WORK INSTRUCTIONS> Repeat word for word the stretch of the zoning opinion below from "On the other" through "a legitimate purpose.".

However, even using Fulling case language as a standard, plaintiff has failed to establish significant economic injury. True, if rezoned commercially the value of subject property would be $1,500,000 instead of from $200,000 to $225,000 for the raw property. But if that were the sole reason the owner of every plot in a residential zone that could be used or sold for commercial purposes would have the right to have it rezoned to commercial use if it were shown that this gave the property owner a much greater economic gain. The ultimate effect would be that Nassau County would completely lose its residential character and would have commercial buildings and plants in every conceivable area. Plaintiff must also show that she has been deprived of reasonable use of her property. She has not done so, as will be demonstrated.

On the other hand, the village has demonstrated a legitimate purpose in retaining its "B" residential zoning. We are not dealing with a mere area requirement, nor with a plot surrounded by many other nonconforming plots as in the Fulling case, nor with a plot in an ocean of business activity and surrounded by business zoning as in the Stevens case. The village has had a reasonable longstanding comprehensive plan with a basic policy to establish and maintain its character as a village of residences. The preservation of that comprehensive plan is a legitimate purpose.

Plaintiff has failed to show that she is deprived of reasonable uses of her property. To state it another way, she has not shown that her premises are unsuitable for the purposes in which it is zoned. I am convinced after hearing witnesses on both sides -- some of whom impressed me with their knowledge, integrity and candor, and some of whom did not -- that the property as presently zoned is worth between $200,000 and $225,000 as raw property and that 11 salable residential plots can be developed on the property.

DATA EXCERPTS>
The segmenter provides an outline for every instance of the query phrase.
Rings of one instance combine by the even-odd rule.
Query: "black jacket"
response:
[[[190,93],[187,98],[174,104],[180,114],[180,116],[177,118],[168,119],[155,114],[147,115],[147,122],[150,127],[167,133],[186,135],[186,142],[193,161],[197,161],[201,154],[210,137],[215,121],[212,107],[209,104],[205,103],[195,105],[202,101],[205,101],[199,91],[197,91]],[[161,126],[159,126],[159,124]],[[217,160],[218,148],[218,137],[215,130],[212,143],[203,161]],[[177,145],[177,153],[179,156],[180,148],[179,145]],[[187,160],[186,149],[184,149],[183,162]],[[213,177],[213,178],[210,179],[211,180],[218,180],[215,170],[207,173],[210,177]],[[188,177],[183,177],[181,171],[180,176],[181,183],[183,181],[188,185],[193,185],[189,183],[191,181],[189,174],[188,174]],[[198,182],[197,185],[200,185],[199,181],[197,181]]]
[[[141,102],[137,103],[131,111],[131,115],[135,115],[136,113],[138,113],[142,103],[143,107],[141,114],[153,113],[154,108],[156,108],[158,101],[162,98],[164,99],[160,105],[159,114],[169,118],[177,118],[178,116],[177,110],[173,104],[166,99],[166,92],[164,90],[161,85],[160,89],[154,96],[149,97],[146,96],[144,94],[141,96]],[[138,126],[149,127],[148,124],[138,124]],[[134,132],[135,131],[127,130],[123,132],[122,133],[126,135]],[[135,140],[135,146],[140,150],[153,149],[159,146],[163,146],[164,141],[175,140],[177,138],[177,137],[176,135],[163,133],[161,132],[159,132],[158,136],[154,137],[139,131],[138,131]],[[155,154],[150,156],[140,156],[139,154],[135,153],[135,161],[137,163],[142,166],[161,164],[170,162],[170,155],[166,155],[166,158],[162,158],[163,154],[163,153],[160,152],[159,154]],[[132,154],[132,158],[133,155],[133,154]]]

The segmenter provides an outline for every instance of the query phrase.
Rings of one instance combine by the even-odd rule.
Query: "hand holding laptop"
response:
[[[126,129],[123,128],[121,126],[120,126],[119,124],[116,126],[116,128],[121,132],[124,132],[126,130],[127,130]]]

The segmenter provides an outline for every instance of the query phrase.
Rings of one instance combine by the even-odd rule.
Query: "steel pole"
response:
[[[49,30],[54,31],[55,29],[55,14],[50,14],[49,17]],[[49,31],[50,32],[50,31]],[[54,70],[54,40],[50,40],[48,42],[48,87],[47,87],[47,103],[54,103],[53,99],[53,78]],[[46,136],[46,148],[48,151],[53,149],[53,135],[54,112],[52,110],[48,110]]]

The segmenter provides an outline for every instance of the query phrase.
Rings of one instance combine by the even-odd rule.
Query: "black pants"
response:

THE RESPONSE>
On the other hand, the village has demonstrated a legitimate purpose in retaining its "B" residential zoning. We are not dealing with a mere area requirement, nor with a plot surrounded by many other nonconforming plots as in the Fulling case, nor with a plot in an ocean of business activity and surrounded by business zoning as in the Stevens case. The village has had a reasonable longstanding comprehensive plan with a basic policy to establish and maintain its character as a village of residences. The preservation of that comprehensive plan is a legitimate purpose.